_What is required_.
The line containing "Would you mind pointing to the blurred" marks where to begin; quote it and every line after it through the end of the data, exactly as written.

_Material to process_.
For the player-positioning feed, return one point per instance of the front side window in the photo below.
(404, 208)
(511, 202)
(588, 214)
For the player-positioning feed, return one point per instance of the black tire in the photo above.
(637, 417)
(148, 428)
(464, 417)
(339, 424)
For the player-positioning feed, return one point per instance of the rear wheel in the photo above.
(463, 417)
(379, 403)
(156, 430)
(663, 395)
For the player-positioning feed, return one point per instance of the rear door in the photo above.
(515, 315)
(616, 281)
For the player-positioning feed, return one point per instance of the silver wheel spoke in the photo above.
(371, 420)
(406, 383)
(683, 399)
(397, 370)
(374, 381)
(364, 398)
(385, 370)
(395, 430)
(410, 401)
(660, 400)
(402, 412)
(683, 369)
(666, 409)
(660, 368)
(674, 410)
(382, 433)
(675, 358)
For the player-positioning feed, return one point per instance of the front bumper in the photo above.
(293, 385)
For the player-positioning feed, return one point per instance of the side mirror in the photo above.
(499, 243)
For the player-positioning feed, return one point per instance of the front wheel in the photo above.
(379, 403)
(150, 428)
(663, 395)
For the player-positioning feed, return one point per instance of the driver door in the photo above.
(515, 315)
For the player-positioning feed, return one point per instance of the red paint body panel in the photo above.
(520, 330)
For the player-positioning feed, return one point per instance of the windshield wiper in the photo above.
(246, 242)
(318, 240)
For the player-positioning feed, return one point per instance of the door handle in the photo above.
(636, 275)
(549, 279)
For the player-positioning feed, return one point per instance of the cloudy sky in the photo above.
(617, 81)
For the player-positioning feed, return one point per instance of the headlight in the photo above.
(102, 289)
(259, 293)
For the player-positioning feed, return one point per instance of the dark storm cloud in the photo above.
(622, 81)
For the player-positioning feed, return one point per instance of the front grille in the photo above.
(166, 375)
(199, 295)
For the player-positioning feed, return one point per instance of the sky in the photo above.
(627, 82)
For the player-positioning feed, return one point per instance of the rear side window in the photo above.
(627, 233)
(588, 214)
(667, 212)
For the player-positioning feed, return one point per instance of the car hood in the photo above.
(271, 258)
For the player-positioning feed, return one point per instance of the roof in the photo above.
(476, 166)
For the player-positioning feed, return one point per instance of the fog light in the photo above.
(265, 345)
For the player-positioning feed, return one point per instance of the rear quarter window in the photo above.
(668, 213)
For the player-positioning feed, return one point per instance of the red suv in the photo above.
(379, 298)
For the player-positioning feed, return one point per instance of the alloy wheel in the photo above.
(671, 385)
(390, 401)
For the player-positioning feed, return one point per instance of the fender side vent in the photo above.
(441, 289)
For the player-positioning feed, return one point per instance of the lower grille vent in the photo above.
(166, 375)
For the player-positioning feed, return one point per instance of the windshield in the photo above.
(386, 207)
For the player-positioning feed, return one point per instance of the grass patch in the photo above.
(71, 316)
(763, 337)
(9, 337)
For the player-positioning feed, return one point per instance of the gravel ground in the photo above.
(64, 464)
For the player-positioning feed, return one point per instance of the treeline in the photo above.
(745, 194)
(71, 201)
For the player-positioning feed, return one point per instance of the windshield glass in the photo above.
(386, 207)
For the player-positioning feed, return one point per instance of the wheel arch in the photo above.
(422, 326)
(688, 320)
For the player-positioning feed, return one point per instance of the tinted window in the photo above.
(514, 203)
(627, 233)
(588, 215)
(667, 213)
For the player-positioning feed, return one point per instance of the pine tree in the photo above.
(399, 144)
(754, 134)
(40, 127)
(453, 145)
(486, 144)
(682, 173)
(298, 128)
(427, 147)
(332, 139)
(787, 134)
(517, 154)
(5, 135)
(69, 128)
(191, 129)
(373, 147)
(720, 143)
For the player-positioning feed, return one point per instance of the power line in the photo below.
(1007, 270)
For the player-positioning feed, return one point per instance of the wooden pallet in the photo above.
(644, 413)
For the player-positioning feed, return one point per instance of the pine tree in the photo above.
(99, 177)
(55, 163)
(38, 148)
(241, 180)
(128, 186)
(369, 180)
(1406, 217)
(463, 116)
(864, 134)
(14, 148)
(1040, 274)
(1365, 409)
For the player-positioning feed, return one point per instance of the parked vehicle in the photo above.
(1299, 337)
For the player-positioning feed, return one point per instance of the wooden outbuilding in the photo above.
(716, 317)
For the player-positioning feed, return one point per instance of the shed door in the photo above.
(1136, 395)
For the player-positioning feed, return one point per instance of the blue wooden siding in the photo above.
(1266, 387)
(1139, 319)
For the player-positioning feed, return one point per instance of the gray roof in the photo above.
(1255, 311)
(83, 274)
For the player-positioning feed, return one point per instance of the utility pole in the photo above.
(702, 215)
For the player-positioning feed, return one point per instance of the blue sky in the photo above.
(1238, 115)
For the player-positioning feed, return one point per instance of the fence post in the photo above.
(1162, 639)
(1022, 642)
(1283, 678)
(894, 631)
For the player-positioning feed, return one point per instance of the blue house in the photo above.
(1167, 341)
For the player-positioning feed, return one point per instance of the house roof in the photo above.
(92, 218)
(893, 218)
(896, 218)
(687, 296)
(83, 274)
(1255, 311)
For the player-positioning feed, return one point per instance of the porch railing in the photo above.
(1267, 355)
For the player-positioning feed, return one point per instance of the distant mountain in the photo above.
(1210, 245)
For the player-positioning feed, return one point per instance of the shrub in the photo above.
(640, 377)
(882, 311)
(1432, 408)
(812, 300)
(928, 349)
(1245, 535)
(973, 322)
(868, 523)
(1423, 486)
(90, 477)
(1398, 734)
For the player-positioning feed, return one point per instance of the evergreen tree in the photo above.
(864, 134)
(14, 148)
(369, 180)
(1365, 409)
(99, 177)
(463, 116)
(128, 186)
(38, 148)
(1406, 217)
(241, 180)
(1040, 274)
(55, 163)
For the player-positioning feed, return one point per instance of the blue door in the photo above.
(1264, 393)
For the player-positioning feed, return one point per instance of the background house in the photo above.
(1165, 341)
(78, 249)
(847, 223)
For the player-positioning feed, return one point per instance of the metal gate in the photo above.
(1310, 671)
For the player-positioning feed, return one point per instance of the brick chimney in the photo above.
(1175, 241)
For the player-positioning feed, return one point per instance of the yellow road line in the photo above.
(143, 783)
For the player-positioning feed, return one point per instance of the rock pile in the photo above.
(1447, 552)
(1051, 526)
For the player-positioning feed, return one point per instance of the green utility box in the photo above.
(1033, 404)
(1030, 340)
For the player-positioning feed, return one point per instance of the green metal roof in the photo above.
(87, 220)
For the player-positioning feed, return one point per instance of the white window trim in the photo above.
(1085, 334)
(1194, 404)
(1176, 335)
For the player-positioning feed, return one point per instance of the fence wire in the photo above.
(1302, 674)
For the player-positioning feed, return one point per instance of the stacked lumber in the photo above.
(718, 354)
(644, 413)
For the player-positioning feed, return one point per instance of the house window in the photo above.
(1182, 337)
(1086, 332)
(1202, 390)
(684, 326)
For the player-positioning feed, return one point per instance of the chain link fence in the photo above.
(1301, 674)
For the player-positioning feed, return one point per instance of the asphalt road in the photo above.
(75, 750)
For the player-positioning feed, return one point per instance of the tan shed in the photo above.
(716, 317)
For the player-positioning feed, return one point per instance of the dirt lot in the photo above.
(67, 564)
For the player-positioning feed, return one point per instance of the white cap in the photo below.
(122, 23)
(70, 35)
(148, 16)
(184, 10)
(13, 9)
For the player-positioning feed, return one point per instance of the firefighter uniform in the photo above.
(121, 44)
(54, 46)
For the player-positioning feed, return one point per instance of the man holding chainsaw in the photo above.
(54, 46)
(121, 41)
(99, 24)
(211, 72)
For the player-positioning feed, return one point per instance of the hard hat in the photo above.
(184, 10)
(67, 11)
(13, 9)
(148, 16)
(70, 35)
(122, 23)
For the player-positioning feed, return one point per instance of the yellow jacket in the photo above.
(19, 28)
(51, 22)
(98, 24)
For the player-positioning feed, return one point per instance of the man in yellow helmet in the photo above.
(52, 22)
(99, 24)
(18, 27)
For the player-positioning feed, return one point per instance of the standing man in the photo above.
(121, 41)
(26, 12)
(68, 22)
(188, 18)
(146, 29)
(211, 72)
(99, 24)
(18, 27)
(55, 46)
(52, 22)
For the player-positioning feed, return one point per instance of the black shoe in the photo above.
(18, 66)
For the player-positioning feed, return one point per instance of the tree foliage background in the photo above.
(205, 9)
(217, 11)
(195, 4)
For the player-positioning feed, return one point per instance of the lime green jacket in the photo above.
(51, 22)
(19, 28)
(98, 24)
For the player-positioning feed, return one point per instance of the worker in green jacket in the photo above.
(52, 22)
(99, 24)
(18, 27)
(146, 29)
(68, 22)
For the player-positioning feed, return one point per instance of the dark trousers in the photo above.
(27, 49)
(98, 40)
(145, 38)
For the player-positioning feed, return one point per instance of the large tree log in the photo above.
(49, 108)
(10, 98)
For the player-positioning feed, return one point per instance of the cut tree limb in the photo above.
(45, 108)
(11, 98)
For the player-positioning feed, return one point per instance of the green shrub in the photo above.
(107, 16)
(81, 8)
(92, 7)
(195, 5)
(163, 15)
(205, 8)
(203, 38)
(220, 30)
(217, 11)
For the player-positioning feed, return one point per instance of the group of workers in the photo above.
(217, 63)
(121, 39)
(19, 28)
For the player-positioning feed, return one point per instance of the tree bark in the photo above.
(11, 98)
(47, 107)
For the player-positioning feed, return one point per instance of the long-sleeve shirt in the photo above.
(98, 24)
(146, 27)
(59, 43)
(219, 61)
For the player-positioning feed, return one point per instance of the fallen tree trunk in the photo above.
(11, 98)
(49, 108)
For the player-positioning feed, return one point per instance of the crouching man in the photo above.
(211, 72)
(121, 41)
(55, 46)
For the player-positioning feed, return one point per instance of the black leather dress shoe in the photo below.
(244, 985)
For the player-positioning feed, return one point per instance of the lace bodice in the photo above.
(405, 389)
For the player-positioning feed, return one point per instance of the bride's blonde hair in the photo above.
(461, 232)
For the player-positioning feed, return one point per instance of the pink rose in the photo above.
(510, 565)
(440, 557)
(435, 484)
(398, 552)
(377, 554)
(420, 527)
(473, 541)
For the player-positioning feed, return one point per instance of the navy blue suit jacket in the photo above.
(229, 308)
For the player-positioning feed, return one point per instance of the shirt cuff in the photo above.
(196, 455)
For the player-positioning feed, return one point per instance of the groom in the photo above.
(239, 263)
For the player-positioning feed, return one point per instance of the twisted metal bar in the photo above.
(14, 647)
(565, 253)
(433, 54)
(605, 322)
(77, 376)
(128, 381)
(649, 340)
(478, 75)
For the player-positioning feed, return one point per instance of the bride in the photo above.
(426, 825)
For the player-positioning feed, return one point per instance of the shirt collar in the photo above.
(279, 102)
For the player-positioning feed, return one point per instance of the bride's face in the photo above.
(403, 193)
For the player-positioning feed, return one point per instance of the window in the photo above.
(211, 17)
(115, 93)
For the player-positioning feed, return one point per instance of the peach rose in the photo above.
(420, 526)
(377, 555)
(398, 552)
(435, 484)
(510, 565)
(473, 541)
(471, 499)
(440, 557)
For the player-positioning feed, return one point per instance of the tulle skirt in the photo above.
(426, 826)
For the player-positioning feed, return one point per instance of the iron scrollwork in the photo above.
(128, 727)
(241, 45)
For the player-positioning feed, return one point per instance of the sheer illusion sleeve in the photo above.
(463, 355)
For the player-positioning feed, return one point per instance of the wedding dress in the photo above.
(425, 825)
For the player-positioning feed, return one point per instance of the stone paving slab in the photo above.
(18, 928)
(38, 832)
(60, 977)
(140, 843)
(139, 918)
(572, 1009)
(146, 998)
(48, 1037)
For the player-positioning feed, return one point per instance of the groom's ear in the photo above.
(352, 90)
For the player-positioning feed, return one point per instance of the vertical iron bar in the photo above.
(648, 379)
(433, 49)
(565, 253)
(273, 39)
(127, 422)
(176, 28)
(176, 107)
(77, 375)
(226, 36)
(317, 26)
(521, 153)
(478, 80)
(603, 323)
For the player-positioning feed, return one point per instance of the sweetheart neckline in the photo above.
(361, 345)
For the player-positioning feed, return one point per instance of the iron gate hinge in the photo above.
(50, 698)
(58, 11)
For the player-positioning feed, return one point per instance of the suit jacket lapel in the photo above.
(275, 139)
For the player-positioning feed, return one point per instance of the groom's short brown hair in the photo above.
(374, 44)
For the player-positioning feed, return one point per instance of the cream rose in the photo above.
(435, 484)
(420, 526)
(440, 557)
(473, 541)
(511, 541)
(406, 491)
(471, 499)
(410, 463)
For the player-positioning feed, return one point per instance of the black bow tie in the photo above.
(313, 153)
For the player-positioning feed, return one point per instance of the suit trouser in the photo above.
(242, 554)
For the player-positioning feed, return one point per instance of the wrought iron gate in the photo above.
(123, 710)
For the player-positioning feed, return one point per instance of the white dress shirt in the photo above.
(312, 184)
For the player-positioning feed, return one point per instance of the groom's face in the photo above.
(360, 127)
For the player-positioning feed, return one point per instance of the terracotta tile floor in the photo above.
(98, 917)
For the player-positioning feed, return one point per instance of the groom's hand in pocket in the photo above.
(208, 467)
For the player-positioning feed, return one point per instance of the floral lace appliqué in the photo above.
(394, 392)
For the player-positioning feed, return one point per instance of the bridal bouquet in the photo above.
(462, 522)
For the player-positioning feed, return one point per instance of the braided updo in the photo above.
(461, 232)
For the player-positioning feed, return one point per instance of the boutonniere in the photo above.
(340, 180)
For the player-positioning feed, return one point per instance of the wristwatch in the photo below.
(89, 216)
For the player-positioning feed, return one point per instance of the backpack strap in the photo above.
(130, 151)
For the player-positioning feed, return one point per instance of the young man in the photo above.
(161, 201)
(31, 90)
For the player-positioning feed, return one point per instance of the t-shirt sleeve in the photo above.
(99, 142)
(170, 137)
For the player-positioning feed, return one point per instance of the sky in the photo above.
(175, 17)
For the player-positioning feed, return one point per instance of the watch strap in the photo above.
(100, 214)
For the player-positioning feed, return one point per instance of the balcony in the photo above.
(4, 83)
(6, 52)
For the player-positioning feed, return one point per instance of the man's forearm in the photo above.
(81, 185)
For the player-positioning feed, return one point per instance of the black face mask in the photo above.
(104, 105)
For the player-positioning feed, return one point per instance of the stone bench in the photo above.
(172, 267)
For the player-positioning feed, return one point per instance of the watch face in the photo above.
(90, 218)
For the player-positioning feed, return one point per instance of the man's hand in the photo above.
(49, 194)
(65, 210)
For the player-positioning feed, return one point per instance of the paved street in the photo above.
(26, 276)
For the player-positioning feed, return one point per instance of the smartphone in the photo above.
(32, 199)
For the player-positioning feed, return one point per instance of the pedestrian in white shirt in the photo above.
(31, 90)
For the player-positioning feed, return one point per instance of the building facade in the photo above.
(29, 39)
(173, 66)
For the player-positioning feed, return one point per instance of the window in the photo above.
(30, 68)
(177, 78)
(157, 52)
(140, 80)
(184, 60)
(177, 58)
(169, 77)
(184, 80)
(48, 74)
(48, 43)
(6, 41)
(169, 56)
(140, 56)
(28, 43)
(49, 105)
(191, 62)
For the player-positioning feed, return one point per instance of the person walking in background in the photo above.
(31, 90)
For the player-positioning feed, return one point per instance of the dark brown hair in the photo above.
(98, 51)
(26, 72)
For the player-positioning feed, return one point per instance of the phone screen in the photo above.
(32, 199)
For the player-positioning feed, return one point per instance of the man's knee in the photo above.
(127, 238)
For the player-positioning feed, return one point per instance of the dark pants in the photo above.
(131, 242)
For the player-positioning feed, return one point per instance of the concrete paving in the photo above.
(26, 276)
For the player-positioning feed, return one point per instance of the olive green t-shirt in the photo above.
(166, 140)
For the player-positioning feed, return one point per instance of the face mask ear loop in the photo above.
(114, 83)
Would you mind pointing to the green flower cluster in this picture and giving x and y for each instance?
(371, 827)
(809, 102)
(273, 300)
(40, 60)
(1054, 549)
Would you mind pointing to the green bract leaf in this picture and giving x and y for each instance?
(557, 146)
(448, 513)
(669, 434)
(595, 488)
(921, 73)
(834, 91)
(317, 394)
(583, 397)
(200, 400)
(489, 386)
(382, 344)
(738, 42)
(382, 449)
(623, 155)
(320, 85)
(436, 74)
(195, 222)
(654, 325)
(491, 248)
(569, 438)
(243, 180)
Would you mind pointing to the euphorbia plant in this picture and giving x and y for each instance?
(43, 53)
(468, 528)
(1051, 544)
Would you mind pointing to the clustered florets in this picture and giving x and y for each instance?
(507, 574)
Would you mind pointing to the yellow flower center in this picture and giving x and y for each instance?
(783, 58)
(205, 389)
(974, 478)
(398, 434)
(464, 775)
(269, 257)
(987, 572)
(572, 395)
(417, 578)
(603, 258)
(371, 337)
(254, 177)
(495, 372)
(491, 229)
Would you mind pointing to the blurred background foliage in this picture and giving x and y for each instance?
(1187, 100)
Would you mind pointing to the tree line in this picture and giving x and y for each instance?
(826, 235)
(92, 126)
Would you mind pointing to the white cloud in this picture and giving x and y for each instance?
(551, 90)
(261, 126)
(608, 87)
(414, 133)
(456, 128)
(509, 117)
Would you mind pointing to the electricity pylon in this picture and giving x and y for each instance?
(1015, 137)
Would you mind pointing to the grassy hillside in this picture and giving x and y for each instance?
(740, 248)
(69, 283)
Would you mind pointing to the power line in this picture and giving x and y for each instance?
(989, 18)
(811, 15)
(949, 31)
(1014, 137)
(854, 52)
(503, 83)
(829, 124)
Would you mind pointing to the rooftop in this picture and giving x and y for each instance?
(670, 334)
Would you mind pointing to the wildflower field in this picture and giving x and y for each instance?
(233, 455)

_Exercise response_.
Would you mind pointing to the blurred background foliage in this picture and giving x and y for each instance?
(1187, 100)
Would you mind pointing to the tree line in this picture and giving x and y for each instance?
(826, 235)
(92, 126)
Would you mind pointing to the white cloud in this picture and giving x and y for each instance?
(551, 90)
(261, 126)
(608, 87)
(414, 133)
(456, 128)
(509, 117)
Would you mind pointing to the electricity pylon in this picture and giving x and y for each instance?
(1015, 137)
Would you mind pointing to the grassy hillside in this picture and giving x and y for each instance?
(740, 248)
(69, 283)
Would you mind pointing to the power line in this picture and giving x and y for each instance?
(989, 18)
(811, 15)
(949, 31)
(1014, 137)
(854, 52)
(503, 83)
(829, 124)
Would you mind pointing to the rooftop in this picture and giving x and y for each instance?
(670, 334)
Would you mind pointing to the wildflower field in this picture and giving x and y for each instance?
(233, 455)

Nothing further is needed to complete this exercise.